══ Records shown
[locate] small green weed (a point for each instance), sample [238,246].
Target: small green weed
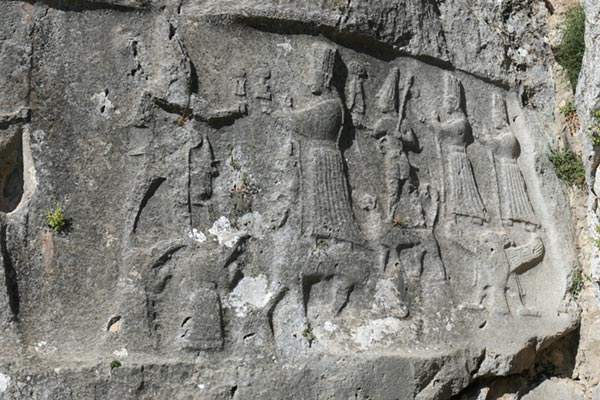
[594,130]
[399,219]
[340,5]
[308,334]
[235,164]
[55,219]
[578,278]
[569,53]
[321,245]
[597,239]
[568,166]
[568,108]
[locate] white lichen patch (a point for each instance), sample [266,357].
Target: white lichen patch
[123,353]
[197,236]
[330,327]
[253,224]
[4,382]
[388,300]
[102,103]
[250,292]
[224,233]
[375,332]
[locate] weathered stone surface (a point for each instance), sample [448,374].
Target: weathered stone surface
[303,200]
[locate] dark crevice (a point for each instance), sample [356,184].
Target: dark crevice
[112,321]
[346,301]
[10,276]
[17,118]
[154,185]
[172,31]
[308,281]
[88,5]
[358,42]
[166,256]
[193,78]
[274,304]
[556,360]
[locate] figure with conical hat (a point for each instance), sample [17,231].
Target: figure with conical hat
[454,131]
[514,201]
[327,210]
[394,141]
════
== What you are asked to do ==
All that is needed is the line containing "[locate] weathered stone" and each line after it to the end of the data above, set down exactly.

== Output below ==
[locate] weathered stone surface (a point for each instance), sample [448,374].
Target: weathered stone surface
[303,200]
[locate] dark crevice (a point for each instance), sample [356,184].
Target: dark crevice
[112,321]
[346,301]
[10,276]
[17,118]
[154,185]
[172,31]
[308,281]
[88,5]
[358,42]
[166,256]
[193,78]
[274,304]
[556,360]
[locate] figure with conical hat (a point for each instance), sample [17,231].
Target: figure with conical hat
[454,131]
[514,201]
[327,210]
[394,141]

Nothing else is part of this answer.